►
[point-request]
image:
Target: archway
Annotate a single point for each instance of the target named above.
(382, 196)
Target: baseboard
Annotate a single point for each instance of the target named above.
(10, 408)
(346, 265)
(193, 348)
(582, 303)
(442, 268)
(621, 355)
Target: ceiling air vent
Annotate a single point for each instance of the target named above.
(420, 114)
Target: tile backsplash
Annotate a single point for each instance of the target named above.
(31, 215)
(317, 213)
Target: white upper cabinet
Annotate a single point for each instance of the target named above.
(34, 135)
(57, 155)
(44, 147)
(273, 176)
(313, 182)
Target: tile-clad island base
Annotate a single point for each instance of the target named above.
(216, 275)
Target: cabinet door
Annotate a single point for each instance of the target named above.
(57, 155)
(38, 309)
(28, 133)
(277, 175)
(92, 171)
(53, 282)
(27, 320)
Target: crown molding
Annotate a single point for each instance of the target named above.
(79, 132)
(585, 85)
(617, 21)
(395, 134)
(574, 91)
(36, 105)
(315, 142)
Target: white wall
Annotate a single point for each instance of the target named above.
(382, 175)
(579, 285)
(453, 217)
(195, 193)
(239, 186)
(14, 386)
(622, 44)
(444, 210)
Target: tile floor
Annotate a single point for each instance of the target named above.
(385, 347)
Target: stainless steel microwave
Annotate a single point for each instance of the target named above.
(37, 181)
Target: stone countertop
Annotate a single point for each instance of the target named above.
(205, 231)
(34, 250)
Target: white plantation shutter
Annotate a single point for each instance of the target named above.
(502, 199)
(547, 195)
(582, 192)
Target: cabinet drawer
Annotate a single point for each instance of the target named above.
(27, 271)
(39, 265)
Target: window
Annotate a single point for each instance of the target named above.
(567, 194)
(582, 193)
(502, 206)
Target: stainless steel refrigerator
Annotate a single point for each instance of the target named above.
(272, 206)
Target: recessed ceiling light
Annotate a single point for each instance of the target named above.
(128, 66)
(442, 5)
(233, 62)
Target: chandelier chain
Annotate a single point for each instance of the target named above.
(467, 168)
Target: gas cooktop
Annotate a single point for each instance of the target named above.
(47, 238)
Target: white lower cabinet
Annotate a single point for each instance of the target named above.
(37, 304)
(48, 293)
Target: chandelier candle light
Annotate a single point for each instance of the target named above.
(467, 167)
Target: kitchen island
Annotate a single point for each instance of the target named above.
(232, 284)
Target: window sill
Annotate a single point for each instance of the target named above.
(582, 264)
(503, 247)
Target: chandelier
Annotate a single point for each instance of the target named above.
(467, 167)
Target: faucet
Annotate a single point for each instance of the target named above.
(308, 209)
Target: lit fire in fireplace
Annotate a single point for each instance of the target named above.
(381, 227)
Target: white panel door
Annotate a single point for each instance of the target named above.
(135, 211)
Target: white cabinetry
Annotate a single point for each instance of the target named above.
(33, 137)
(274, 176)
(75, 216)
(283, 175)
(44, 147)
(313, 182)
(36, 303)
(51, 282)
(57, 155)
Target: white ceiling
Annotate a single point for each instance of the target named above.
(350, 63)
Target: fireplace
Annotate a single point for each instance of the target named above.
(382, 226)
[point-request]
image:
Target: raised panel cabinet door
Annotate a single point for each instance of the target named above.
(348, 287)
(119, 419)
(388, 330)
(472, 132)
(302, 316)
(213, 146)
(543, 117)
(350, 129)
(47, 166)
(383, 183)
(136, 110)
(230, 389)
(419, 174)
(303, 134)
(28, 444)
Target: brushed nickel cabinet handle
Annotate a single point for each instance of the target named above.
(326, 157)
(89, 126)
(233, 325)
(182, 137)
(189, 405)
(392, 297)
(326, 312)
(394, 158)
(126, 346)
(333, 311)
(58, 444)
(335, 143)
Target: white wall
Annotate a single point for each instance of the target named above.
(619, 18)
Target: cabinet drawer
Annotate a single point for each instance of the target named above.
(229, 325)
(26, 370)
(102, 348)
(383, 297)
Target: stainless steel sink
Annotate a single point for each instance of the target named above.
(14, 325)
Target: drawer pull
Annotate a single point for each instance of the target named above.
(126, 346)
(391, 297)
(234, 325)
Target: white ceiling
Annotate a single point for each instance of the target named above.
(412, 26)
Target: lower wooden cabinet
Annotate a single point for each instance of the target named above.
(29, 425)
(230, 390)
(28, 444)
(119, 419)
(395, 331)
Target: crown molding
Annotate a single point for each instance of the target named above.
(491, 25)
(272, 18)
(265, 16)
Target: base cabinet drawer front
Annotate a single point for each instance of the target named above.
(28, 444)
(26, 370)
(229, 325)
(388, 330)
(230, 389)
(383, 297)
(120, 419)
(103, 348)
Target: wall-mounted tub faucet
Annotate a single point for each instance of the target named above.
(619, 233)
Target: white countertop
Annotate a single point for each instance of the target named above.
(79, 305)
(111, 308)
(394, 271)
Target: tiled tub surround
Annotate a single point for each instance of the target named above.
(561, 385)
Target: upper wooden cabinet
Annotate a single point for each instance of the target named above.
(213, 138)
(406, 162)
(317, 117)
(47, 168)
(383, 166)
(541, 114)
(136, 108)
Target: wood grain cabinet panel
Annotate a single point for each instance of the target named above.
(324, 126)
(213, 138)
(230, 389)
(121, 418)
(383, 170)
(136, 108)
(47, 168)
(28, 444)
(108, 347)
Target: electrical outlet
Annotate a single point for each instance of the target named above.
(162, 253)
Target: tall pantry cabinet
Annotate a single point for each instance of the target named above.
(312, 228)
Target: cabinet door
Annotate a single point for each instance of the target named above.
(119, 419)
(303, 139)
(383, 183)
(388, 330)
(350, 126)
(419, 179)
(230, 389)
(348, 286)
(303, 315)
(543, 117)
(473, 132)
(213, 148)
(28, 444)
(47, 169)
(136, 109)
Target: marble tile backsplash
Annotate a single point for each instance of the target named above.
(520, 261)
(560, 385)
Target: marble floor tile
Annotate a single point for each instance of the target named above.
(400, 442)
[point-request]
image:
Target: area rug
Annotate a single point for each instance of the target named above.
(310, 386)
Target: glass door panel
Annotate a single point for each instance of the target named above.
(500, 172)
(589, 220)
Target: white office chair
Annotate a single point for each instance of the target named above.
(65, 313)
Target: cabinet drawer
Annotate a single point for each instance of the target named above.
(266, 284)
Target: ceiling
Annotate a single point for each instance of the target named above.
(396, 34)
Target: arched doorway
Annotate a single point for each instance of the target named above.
◄
• [Assignment]: All of the records above must be reproduced exactly.

• [Exercise result]:
[point-request]
image:
Target: archway
Annotate a single point for each instance of the target named above.
(382, 196)
Target: baseboard
Annotate a single point for each instance of the target named above.
(10, 408)
(346, 265)
(193, 348)
(582, 303)
(442, 268)
(621, 355)
Target: ceiling air vent
Annotate a single point for each instance of the target named above.
(420, 114)
Target: tile backsplash
Annotate a single point for each instance of the target named above.
(31, 215)
(317, 213)
Target: white upper cabinet
Annotate a single point for each instance of the target named above.
(34, 135)
(57, 155)
(44, 147)
(273, 176)
(313, 182)
Target: tile-clad island base
Annotate a single point for each instance of the target named above.
(216, 275)
Target: cabinet door
Annotate a single point for each instance of the target named above.
(57, 155)
(38, 309)
(28, 133)
(277, 175)
(92, 171)
(53, 282)
(27, 320)
Target: crown molding
Annotate a single point for each instance of the target named above.
(79, 132)
(585, 85)
(617, 21)
(395, 134)
(574, 91)
(36, 105)
(315, 142)
Target: white wall
Annotate a single point for each instance of the target named above.
(382, 175)
(579, 285)
(453, 217)
(195, 193)
(239, 186)
(14, 386)
(622, 44)
(444, 210)
Target: tile floor
Annotate a single point for each instance of the target named above.
(385, 347)
Target: stainless steel microwave
Annotate a single point for each instance of the target named above.
(37, 181)
Target: stone countertop
Annotate a single point for each instance of the target named above.
(205, 231)
(34, 250)
Target: white plantation shutter
Annotate a single point for each instance of the target named above.
(502, 199)
(547, 195)
(582, 192)
Target: cabinet drawer
Annotate a single point for each instance of the target named above.
(27, 271)
(39, 265)
Target: window
Annotate a single point for each instance of the target named above.
(567, 194)
(582, 193)
(502, 206)
Target: stainless steel refrigerator
Annotate a single point for each instance of the target named above.
(272, 206)
Target: recessed ceiling light
Annotate a single point for each instance of the target named above.
(128, 66)
(442, 5)
(233, 62)
Target: chandelier chain
Annotate a single point for each instance of the target named above.
(467, 168)
Target: gas cooktop
Annotate a single point for each instance of the target named above.
(47, 238)
Target: white lower cabinet
Annotate a single point for each instance of the target named above.
(37, 304)
(48, 293)
Target: chandelier candle light
Annotate a single point for each instance of the target named above.
(467, 167)
Target: kitchen island
Annotate a single point for each instance of the target named above.
(232, 284)
Target: window sill
Annotate a single point for each instance of the target named above.
(582, 264)
(503, 247)
Target: chandelier
Annotate a single point for each instance of the target named above.
(467, 167)
Target: faucet
Annotate a single point for each instance of the target named above.
(308, 209)
Target: lit fire in fireplace
Annotate a single point for each instance of the target named above.
(381, 227)
Target: white panel door
Annotate a single point for each instance of the target named above.
(135, 211)
Target: white cabinetry
Annotate a single point for each instance of the target named above.
(33, 137)
(274, 176)
(75, 216)
(283, 175)
(44, 147)
(313, 182)
(36, 303)
(51, 282)
(57, 155)
Target: white ceiling
Annotate a single point for each instance of the target named above.
(350, 63)
Target: fireplace
Annotate a single point for each instance of the target named above.
(382, 226)
[point-request]
image:
Target: raised panel cabinet door
Annotate a single point for each instance of the target named above.
(348, 287)
(119, 419)
(388, 330)
(472, 132)
(302, 316)
(213, 146)
(543, 117)
(350, 129)
(47, 166)
(383, 183)
(136, 110)
(230, 389)
(419, 174)
(303, 134)
(28, 444)
Target: brushed nickel cabinet handle
Annotate a single point for each instance of the target named above.
(326, 157)
(89, 126)
(233, 325)
(182, 137)
(189, 405)
(392, 297)
(326, 312)
(394, 158)
(126, 346)
(333, 311)
(58, 444)
(335, 143)
Target: white wall
Annotate a single point for each instance of the target named above.
(619, 18)
Target: cabinet drawer
Annotate a single point for each instance of the target named above.
(229, 325)
(26, 370)
(102, 348)
(383, 297)
Target: stainless steel sink
Annotate a single point for each instance of the target named above.
(14, 325)
Target: drawer pull
Annotate a single point for each instance of the target named above.
(126, 346)
(391, 297)
(234, 325)
Target: white ceiling
Annotate a single point for each instance of the target named above.
(412, 26)
Target: lower wooden cabinet
Annotate a single point for each instance of the target named above.
(29, 425)
(230, 390)
(28, 444)
(119, 419)
(395, 331)
Target: crown molding
Annotate a single point for each instance of the target named above.
(491, 25)
(272, 18)
(265, 16)
Target: base cabinet drawer front
Annotate a single point for each instance of the target named above.
(28, 444)
(26, 370)
(229, 325)
(388, 330)
(230, 389)
(383, 297)
(120, 419)
(103, 348)
Target: wall-mounted tub faucet
Annotate a single point for each instance of the target named above.
(619, 233)
Target: white countertop
Annotate a single point for each instance of the target named above.
(79, 305)
(111, 308)
(394, 271)
Target: tiled tub surround
Annotate a single point for each instance of the target named above.
(561, 385)
Target: upper wooden cabinet
Annotate a single point for each instance of the target named above.
(213, 138)
(406, 162)
(317, 117)
(47, 168)
(383, 166)
(541, 114)
(136, 108)
Target: wood grain cabinet panel
Annotate a single point for each instance of the target named above.
(324, 126)
(213, 138)
(230, 389)
(121, 418)
(383, 170)
(136, 108)
(47, 168)
(28, 444)
(108, 347)
Target: electrical outlet
Annotate a single point for each instance of the target named above.
(162, 253)
Target: tall pantry cabinet
Annotate a single point for each instance of the target named above.
(312, 228)
Target: cabinet door
Annotate a single point for each instance of the target named above.
(119, 419)
(303, 139)
(383, 183)
(388, 330)
(350, 126)
(419, 179)
(230, 389)
(348, 286)
(303, 315)
(543, 117)
(473, 132)
(213, 148)
(28, 444)
(47, 169)
(136, 109)
Target: marble tile backsplash
Annotate a single point for each instance of the target named above.
(520, 261)
(560, 385)
Target: marble floor tile
Annotate a single point for each instance of the target named above.
(400, 442)
[point-request]
image:
Target: area rug
Annotate a single point for each instance of the target named above.
(310, 386)
Target: glass door panel
Annotate a single point for each instance of the target named above.
(500, 172)
(589, 220)
Target: white office chair
Annotate a single point for each instance of the target named above.
(65, 313)
Target: cabinet drawer
Annotate a single point for each instance of the target named above.
(266, 284)
Target: ceiling
Annotate a single point for each instance of the target named above.
(396, 34)
Target: arched doorway
Annotate a single point for each instance of the target named above.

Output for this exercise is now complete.